Required work
Copy each of the entries below word for word, keeping every line in its original order.

Source records
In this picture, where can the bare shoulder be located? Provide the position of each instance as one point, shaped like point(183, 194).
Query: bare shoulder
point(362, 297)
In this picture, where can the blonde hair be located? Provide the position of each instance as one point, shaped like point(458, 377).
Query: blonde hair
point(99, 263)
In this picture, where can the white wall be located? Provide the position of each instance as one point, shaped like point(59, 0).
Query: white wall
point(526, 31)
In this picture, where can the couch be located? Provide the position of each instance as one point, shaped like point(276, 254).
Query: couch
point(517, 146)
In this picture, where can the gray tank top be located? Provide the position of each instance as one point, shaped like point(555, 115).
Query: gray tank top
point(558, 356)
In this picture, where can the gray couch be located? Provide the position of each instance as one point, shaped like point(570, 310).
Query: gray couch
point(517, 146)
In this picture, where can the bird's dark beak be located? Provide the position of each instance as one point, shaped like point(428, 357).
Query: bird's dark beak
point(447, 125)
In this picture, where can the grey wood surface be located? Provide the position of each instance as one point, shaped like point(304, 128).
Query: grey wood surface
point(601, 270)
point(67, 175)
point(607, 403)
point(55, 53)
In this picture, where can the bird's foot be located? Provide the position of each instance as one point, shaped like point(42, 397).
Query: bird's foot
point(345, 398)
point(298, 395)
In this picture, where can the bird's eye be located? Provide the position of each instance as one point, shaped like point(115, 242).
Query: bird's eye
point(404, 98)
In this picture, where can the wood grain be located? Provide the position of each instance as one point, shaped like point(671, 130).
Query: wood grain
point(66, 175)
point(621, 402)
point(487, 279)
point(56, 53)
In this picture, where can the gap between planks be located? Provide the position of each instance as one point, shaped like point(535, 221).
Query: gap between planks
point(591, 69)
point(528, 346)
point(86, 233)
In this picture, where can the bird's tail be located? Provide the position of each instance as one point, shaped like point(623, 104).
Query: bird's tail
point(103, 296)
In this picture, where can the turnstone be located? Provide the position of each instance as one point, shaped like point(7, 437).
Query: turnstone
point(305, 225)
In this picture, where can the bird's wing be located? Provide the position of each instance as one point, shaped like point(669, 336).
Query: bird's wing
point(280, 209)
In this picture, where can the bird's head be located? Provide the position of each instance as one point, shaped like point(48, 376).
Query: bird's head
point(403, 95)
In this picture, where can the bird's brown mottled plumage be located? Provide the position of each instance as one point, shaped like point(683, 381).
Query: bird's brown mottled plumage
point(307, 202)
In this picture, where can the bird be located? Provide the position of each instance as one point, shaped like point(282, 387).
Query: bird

Problem solution
In this picture, where can the bare shoulder be located? Provide the position of each instance as one point, shaped like point(183, 194).
Query: bare shoulder
point(362, 297)
In this picture, where can the blonde hair be located? Provide the position of each instance as one point, shaped like point(458, 377).
Query: blonde hair
point(99, 263)
In this picture, where can the white wall be located? Provide the position of each instance as one point, shaped like point(59, 0).
Query: white wall
point(526, 31)
In this picture, where can the couch be located? Provide the position of each instance as one point, shaped like point(276, 254).
Query: couch
point(517, 146)
In this picture, where can the gray tank top be located? Provide the position of each instance as one point, shaped like point(555, 115).
Query: gray tank top
point(558, 356)
In this picture, where can the gray couch be located? Provide the position of each instance as one point, shaped like point(570, 310).
Query: gray couch
point(517, 146)
In this picture, where can the bird's dark beak be located? Provide the position of each instance as one point, shaped like point(428, 357).
Query: bird's dark beak
point(447, 125)
In this picture, where can the grey wood surface be located? Provide the position of each instance as one point, shaped like point(304, 128).
Query: grey wood surface
point(601, 270)
point(67, 175)
point(607, 403)
point(55, 53)
In this picture, where can the bird's foot be located? Provide the position of each instance as one point, shaped like point(42, 397).
Query: bird's foot
point(345, 398)
point(298, 395)
In this picture, where can the bird's eye be located? Provide the position of each instance as one point, shaped like point(115, 242).
Query: bird's eye
point(404, 98)
In this picture, where can the wood grain be located? Provide the position of each instance as one point, shaped like point(671, 130).
Query: wood grain
point(66, 175)
point(621, 402)
point(487, 279)
point(56, 53)
In this picture, where can the gap between planks be located? Provide the position of each instance as one point, shaped like point(535, 221).
Query: gap between planks
point(591, 69)
point(528, 346)
point(86, 233)
In this picture, where can the bird's tail be located? Provide the position of each instance as one point, shaped like point(623, 104).
Query: bird's tail
point(103, 296)
In this picture, where can the turnstone be located? Provide the position of each instance as one point, shaped like point(7, 437).
Query: turnstone
point(305, 225)
In this picture, where can the bird's wing be located? Provide the position of each instance as one point, shaped like point(669, 336).
Query: bird's wing
point(280, 209)
In this picture, where can the bird's head be located? Provide the position of each instance as one point, shaped like point(48, 376).
Query: bird's head
point(403, 95)
In this picture, where can the bird's brown mottled plumage be located? Provide the position of each instance as one point, shaped like point(683, 381).
Query: bird's brown mottled plumage
point(307, 202)
In this picture, where can the bird be located? Provide the position of each instance as one point, shaped like point(282, 387).
Query: bird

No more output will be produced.